◆ What the exercise asks: Keep the pictures out of the copy and print all the entries below exactly.

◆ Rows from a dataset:
━━━━━━━━

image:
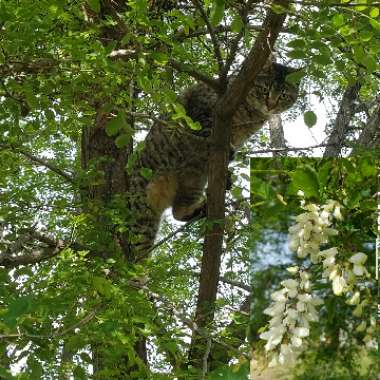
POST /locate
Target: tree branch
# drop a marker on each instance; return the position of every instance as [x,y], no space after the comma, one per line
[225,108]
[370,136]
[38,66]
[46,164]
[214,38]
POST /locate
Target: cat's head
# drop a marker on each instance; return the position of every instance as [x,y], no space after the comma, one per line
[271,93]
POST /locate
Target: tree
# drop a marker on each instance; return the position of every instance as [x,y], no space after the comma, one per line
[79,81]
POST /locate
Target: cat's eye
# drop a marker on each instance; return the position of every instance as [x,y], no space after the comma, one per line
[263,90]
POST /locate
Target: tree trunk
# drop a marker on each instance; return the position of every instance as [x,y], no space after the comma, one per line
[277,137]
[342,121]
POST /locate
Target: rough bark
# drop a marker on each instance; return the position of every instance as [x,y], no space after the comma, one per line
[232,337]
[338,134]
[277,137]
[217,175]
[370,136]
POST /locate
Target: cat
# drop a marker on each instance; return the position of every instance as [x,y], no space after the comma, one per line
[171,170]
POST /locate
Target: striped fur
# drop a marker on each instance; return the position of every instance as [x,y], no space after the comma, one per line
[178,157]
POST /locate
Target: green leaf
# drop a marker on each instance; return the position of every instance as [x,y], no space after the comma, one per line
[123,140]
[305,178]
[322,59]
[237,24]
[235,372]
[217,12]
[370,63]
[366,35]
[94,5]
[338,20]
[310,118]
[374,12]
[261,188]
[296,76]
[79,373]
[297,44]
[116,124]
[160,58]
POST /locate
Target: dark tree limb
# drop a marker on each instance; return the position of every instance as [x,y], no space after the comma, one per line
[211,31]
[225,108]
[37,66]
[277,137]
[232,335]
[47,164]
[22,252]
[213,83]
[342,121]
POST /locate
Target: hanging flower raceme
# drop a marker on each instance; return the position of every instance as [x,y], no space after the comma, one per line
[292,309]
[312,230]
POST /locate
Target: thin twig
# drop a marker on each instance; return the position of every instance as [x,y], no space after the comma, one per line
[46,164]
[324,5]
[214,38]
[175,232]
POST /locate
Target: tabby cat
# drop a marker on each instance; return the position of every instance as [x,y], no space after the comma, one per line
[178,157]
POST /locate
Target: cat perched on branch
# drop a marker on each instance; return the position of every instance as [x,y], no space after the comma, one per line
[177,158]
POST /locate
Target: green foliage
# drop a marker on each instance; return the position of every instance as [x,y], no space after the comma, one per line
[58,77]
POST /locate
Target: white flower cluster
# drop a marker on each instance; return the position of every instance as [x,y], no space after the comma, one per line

━━━━━━━━

◆ Exercise answer:
image:
POST /locate
Target: tree branch
# drop a marker on each instance; return the position of every instance as [x,y], no space after the comma, one per line
[225,108]
[370,136]
[38,66]
[46,164]
[214,38]
POST /locate
Target: cat's head
# drop a marker on each instance; return the position of every instance as [x,y], no space after the comma, one per line
[271,93]
POST /locate
Target: tree
# drop a marker on each instance; return the position of every instance as [x,y], no space after the comma, one per line
[79,81]
POST /locate
Target: cat's eye
# drop a marker on each instance; return the position of every instance as [x,y], no space after the comma, one per line
[263,90]
POST /locate
Target: tree trunk
# drop a marker on each instance; return the position of every instance as [x,y], no space after the comma, one per line
[277,137]
[342,121]
POST /locate
Target: rough bark
# drop a marker on each instance; return the position of every instance as [x,y], no space after the comma, one per line
[232,337]
[338,134]
[277,137]
[217,175]
[370,136]
POST /locate
Target: cat
# drop a marker on each instance; return the position of every instance as [x,y], no space after the comma, one per line
[171,170]
POST /locate
Target: striped fur
# drop a marker on each instance; return the position of every instance as [x,y], no space after the comma, one per line
[178,157]
POST /locate
Target: green leaf
# drop a marker on each instance; return the position of every instance as [x,y], no space after the comma, one per line
[123,140]
[305,178]
[322,59]
[237,24]
[235,372]
[217,12]
[370,63]
[366,35]
[94,5]
[338,20]
[310,118]
[374,12]
[261,188]
[296,76]
[79,373]
[297,44]
[116,124]
[160,58]
POST /locate
Target: dark tree limb
# drop a marker on each instance; return the position of every instance as [x,y], no space after the comma, one per line
[211,31]
[225,108]
[37,66]
[277,137]
[232,335]
[47,164]
[22,252]
[213,83]
[342,121]
POST /locate
Target: hanging flower raceme
# drop a marker on each instance; return the position of every instance as [x,y], no space after the comma, one per line
[292,309]
[312,230]
POST /locate
Target: thin twig
# drop a marker on each instance; return the position of every instance as [x,y], no space after the comma, one per line
[46,164]
[324,5]
[214,38]
[175,232]
POST /locate
Target: tabby cat
# drop a marker on each instance; return the position of every instance as [x,y], no space after the comma, one per line
[178,157]
POST /locate
Target: cat perched on branch
# drop a marker on each instance; return the position of every instance as [x,y], no space after the comma, one per line
[177,158]
POST /locate
Target: green foliage
# drop a marker on each instance; return the position of every instance as [x,y], no space after the comma, one per line
[58,77]
POST /locate
Target: white flower cluster
# drop a marker on each instance; return the position of every instance as [x,y], no space after the comma, one per line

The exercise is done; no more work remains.